From the entries below, extract every line verbatim, starting at the line that contains "line in the image." and stopping after the line that contains "[248,184,367,372]".

- - - - - - -

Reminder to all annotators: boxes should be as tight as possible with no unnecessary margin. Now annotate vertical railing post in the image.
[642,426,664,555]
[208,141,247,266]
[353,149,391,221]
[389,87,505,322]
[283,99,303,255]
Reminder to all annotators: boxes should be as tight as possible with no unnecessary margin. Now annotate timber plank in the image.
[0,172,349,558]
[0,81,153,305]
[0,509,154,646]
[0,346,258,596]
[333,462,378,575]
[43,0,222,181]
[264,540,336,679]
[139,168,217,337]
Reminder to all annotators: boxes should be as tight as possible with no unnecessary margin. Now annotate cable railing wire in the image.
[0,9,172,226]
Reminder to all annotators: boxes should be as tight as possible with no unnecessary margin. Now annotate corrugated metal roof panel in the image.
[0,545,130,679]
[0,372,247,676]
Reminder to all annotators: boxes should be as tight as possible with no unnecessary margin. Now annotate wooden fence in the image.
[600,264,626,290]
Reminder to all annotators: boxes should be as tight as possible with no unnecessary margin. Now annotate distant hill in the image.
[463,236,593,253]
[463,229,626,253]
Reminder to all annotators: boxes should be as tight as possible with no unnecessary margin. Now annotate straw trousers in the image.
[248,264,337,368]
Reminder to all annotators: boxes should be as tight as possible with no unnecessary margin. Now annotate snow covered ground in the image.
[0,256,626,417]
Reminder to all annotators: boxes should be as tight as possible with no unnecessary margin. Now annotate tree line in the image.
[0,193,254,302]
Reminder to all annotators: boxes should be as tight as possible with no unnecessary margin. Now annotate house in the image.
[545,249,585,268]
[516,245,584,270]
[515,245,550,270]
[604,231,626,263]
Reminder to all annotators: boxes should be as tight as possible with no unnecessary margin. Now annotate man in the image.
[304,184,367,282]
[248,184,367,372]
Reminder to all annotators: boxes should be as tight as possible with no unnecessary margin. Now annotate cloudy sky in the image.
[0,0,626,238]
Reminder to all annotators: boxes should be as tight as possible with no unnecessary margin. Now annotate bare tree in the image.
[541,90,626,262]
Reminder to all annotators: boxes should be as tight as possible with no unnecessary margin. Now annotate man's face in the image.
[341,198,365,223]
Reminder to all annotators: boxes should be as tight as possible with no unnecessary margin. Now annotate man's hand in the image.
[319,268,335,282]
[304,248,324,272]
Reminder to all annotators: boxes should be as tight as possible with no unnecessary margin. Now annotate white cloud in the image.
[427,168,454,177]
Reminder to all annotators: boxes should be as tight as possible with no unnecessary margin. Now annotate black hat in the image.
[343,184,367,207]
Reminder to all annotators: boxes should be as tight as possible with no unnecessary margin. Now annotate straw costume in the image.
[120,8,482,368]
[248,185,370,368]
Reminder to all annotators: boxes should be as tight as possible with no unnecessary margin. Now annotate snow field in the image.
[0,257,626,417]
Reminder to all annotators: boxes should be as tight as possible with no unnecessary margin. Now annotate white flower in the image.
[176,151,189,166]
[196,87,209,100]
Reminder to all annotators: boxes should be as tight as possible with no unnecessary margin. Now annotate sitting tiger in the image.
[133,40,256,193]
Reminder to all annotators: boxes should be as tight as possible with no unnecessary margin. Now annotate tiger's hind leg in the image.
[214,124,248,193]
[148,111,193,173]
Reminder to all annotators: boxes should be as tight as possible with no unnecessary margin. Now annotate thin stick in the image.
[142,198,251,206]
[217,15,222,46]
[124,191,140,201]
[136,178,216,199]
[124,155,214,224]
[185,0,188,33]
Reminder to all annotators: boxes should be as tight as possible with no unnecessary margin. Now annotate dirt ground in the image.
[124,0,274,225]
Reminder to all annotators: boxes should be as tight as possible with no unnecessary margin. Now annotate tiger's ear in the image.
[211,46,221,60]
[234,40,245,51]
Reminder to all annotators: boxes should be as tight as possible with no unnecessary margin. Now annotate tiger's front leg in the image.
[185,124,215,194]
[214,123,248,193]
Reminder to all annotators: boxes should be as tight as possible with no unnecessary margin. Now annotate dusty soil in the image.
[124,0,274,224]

- - - - - - -

• [THE COMPLETED TASK]:
Reminder to all annotators: boxes should be as tight as possible with no unnecessary margin. Now annotate tree line in the image.
[0,193,254,302]
Reminder to all annotators: boxes should be as tight as possible with no unnecessary margin. Now annotate house in the image.
[545,249,585,268]
[516,245,584,270]
[515,245,550,270]
[604,231,626,263]
Reminder to all annotators: boxes should be as tight as possible with no unnecessary margin. Now annotate man in the image.
[304,184,367,282]
[248,184,367,372]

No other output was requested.